SET EXERCISE: Can you recast the listing below, from the line with "Can you find the woman's hand" through the end of the listing, as a Markdown table with the columns Row and Listing line, skipping blank lines? Leave the pictures out.

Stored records
☆ ☆ ☆ ☆ ☆
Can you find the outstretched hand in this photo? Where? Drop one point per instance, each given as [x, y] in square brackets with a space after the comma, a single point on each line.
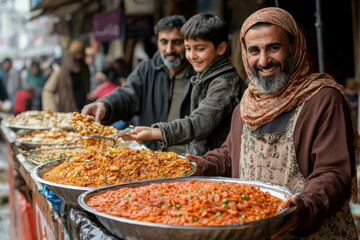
[140, 134]
[199, 162]
[291, 223]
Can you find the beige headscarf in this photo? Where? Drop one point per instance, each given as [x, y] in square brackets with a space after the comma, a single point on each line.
[302, 84]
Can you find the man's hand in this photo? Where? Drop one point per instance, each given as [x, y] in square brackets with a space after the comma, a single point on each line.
[140, 134]
[198, 160]
[291, 223]
[96, 109]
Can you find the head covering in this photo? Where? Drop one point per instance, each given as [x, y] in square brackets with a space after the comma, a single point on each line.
[261, 108]
[77, 46]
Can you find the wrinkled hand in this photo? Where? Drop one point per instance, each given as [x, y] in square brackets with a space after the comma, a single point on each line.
[96, 109]
[291, 223]
[198, 160]
[140, 134]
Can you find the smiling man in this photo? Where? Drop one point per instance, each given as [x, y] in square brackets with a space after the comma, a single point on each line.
[293, 128]
[158, 90]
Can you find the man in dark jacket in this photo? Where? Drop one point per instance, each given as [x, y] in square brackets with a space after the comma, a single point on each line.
[158, 90]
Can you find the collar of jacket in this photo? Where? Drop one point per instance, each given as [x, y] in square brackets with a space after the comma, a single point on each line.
[158, 64]
[219, 67]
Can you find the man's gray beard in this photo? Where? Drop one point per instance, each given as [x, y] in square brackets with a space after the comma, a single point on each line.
[270, 84]
[171, 64]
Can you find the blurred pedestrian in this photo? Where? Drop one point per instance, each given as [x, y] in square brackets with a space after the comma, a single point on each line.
[90, 61]
[67, 87]
[10, 79]
[30, 96]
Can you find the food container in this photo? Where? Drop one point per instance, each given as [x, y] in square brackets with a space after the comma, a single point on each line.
[30, 139]
[132, 229]
[67, 193]
[41, 120]
[32, 155]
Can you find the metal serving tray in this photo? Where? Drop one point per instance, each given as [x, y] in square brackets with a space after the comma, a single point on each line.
[68, 193]
[132, 229]
[16, 128]
[31, 154]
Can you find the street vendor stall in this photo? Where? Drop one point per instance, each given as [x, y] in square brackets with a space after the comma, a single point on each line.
[56, 176]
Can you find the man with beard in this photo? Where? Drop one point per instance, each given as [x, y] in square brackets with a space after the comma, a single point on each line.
[292, 128]
[158, 90]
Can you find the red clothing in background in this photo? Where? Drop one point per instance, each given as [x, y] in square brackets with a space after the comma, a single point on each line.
[104, 89]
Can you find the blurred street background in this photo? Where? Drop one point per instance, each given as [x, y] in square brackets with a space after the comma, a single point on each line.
[4, 193]
[41, 31]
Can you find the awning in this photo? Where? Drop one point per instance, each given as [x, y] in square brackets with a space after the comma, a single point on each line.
[61, 8]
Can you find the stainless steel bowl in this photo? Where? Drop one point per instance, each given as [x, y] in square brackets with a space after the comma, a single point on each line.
[33, 145]
[31, 154]
[68, 193]
[16, 128]
[131, 229]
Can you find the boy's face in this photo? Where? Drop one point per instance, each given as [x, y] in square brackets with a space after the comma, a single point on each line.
[171, 46]
[201, 53]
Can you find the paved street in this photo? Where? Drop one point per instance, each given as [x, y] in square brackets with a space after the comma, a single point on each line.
[4, 193]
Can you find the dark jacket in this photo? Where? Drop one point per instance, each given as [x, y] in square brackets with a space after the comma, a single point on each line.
[216, 92]
[67, 98]
[3, 92]
[145, 94]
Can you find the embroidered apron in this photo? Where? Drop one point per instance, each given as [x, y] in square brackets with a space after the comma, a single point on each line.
[272, 158]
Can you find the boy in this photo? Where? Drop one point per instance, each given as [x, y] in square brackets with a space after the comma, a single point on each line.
[217, 90]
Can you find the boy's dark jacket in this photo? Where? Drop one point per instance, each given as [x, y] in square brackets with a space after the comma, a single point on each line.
[216, 92]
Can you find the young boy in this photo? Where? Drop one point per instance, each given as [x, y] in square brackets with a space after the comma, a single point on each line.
[217, 89]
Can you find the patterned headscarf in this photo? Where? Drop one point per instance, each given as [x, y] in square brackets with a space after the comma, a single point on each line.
[261, 108]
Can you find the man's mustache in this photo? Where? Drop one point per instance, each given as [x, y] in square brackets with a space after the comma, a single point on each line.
[270, 65]
[171, 54]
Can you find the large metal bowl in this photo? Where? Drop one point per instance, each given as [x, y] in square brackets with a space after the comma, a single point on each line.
[16, 128]
[132, 229]
[31, 154]
[68, 193]
[33, 145]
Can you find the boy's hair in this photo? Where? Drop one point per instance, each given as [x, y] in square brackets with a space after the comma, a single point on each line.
[206, 26]
[168, 23]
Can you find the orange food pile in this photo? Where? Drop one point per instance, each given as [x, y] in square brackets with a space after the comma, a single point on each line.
[195, 203]
[85, 125]
[97, 166]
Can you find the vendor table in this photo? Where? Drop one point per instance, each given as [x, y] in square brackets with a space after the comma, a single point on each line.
[32, 215]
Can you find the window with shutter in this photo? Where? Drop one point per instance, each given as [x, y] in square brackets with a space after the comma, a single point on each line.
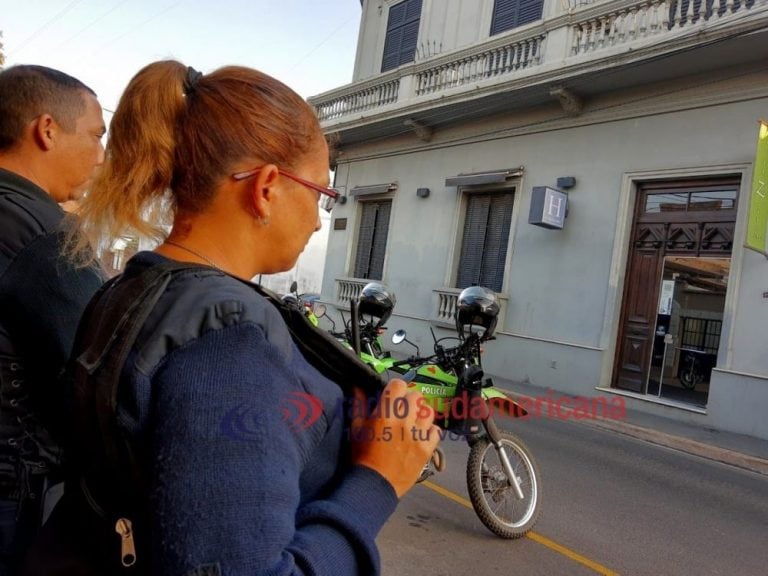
[508, 14]
[372, 239]
[485, 239]
[402, 34]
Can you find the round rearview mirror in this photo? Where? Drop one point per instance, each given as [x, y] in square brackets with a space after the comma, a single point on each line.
[398, 337]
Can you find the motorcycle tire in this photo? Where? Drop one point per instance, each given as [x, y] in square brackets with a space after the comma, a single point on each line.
[493, 499]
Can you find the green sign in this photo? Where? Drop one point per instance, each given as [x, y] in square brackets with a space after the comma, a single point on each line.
[758, 201]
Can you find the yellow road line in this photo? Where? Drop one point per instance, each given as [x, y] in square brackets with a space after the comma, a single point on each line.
[535, 536]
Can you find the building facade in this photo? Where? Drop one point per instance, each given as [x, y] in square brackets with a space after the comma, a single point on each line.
[589, 161]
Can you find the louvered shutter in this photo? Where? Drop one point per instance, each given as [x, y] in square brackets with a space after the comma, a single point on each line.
[508, 14]
[402, 34]
[496, 237]
[379, 244]
[365, 239]
[372, 239]
[473, 241]
[485, 239]
[530, 11]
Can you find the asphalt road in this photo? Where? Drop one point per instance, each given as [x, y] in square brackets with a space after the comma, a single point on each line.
[611, 505]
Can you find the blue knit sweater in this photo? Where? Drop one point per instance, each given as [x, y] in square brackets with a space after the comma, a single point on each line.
[242, 481]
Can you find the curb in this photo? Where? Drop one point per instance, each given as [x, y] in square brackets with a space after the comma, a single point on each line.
[694, 447]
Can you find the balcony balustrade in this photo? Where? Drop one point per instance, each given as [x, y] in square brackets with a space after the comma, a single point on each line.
[585, 29]
[635, 21]
[348, 289]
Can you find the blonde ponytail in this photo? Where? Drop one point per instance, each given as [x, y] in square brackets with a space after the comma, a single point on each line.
[131, 187]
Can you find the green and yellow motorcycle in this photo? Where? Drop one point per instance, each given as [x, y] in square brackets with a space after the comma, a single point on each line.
[503, 478]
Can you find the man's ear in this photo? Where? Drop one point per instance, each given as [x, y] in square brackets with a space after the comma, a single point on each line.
[44, 131]
[262, 191]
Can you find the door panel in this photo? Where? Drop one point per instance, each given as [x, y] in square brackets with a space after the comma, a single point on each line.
[683, 218]
[640, 320]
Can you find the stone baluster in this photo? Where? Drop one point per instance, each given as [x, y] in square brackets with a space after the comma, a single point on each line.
[576, 31]
[613, 19]
[604, 23]
[583, 37]
[644, 19]
[519, 57]
[632, 23]
[621, 21]
[665, 8]
[689, 13]
[540, 48]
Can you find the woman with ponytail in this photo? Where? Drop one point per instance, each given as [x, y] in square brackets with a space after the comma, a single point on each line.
[234, 164]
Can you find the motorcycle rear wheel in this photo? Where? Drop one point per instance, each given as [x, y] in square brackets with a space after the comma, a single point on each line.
[493, 498]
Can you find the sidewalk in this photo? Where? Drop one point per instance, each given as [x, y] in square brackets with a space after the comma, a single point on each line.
[738, 450]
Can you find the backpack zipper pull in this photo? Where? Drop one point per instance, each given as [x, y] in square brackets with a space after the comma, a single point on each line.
[127, 549]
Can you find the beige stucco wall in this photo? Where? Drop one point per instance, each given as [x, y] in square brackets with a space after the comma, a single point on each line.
[565, 287]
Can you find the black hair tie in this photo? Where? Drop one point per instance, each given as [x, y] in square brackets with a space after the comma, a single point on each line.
[191, 80]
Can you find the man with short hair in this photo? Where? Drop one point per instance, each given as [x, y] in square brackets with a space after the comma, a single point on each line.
[51, 130]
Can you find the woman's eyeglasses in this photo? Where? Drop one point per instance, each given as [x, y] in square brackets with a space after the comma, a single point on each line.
[328, 195]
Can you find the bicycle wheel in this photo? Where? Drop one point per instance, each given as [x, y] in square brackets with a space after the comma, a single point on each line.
[492, 496]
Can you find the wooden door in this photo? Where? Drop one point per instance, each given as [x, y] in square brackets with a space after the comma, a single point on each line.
[685, 218]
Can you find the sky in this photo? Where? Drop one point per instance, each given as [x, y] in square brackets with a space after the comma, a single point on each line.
[308, 44]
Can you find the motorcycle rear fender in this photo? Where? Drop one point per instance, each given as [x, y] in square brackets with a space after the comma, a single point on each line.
[500, 402]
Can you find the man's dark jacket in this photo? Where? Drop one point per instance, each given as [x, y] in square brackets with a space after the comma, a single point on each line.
[42, 296]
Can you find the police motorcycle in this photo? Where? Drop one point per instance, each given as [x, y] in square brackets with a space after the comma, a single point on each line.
[503, 478]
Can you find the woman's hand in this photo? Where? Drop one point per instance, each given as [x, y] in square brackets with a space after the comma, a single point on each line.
[397, 438]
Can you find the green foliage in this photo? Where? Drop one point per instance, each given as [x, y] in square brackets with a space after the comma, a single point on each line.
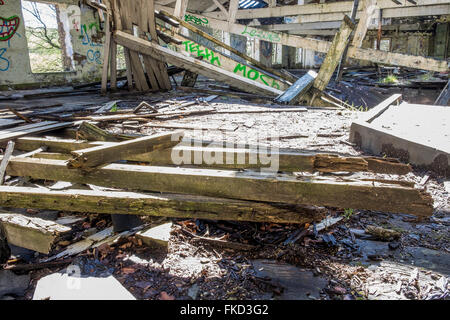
[347, 214]
[43, 57]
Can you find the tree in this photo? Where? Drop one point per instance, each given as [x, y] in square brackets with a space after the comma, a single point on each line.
[48, 38]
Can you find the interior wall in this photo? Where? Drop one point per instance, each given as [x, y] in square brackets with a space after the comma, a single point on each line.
☆ ☆ ☆ ☆ ☆
EXERCISE OUTPUT:
| Row | Listing line |
|---|---|
| 1 | Can you find the woman's hand in this photo? Where? Drop one point per instance, each given as [x, y] in square brackets with a space after the comma, a single point on each line. |
| 2 | [397, 438] |
| 3 | Can you find the green foliage in this photo? Where? Drop one point per instance, each given as [x, y] in square brackets with a space after the comma, a single point on each line. |
| 4 | [347, 214] |
| 5 | [43, 57] |
| 6 | Can you find the tree in this photo? Where? Drop one point per instance, each given as [x, y] in square brackets with a space after the comma, a single point on each line. |
| 7 | [48, 38] |
| 8 | Can you find the interior wall in this photo? Where? Drop one point per instance, each given as [x, y] in square brackets with a space after the comma, a single point on each line. |